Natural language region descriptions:
--- START ---
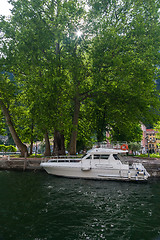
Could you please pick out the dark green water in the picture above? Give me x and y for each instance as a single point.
(37, 206)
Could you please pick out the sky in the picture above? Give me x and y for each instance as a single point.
(4, 7)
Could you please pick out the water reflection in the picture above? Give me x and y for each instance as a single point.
(38, 206)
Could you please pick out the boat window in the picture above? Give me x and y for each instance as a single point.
(105, 156)
(96, 156)
(116, 157)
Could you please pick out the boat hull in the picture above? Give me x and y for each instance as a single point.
(76, 171)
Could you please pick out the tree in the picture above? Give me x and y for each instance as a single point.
(5, 100)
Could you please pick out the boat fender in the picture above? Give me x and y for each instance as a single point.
(124, 147)
(129, 174)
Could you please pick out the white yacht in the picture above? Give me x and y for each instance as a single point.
(98, 163)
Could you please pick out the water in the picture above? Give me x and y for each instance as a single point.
(37, 206)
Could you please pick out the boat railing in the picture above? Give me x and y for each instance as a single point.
(62, 158)
(113, 145)
(65, 160)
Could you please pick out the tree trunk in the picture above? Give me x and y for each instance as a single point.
(47, 145)
(22, 147)
(73, 140)
(59, 148)
(31, 147)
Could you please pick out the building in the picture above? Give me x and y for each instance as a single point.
(152, 142)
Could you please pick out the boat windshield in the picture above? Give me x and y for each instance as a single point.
(116, 157)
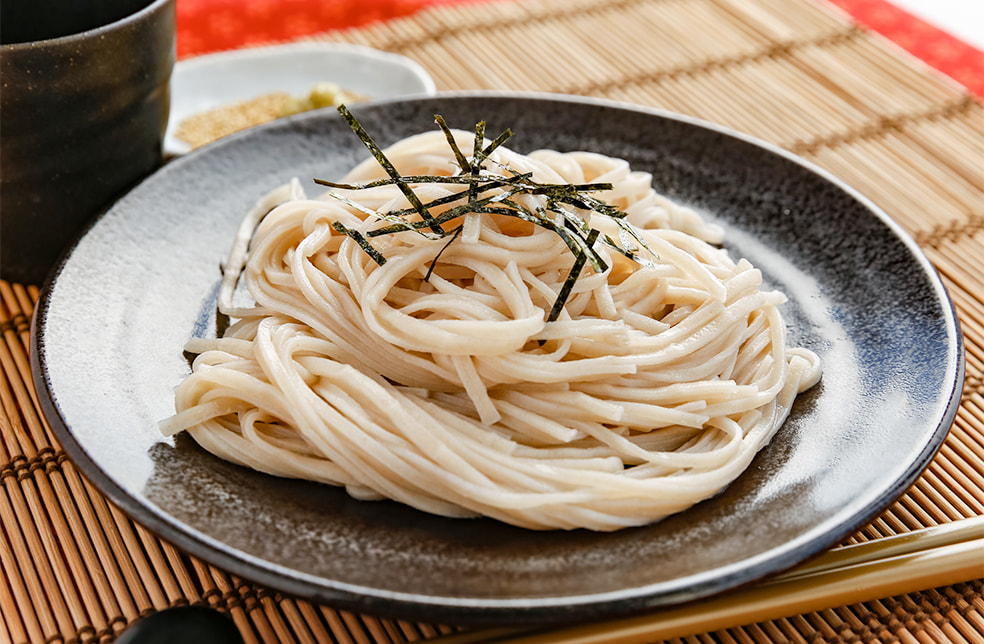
--- END ---
TASK INSTRUCTIONS:
Give back every record precisely as it stands, without the images.

EXPECTED OUTPUT:
Could you please pick out the dark green water in the picture above? Give me x and y for each instance as a single point.
(37, 206)
Could you please pick out the sky in the picture above? Give me x and y for each instance as a single point.
(4, 7)
Could you please pick out the water reflection in the picture above? Give me x and y for each instance as a single point.
(38, 206)
Could you please pick out the boat window in the picture above? Give me x and y for each instance as a single point.
(105, 156)
(96, 156)
(116, 157)
Could you please pick out the boat hull in the picture above? Give me x and y for each instance as a single point.
(76, 171)
Could you please pick out the tree in the picture above? Give me x and y for each instance as a single point.
(5, 100)
Could you please pick out the boat fender in the picture above? Give me x and y for each instance as a single point.
(124, 147)
(129, 174)
Could you please pick out the white yacht in the picture above? Give me x and y for each instance as a single point.
(98, 163)
Could you please pick out the water in the picture above? Give me x and y for each instance as a single point.
(37, 206)
Could you please pick out the boat railing in the picture above? Give me x and y for each instance as a single point.
(62, 158)
(113, 145)
(65, 160)
Could you please pick out the tree trunk in the picture above? Give me x and y for each instance as a single point.
(47, 145)
(22, 147)
(73, 140)
(59, 148)
(31, 147)
Could you please pick out the building in the picture above? Give me x and y for each instance as a single point.
(152, 142)
Could you please pick out the boat windshield in the picture above? Give me x and y for each instance as a single point.
(116, 157)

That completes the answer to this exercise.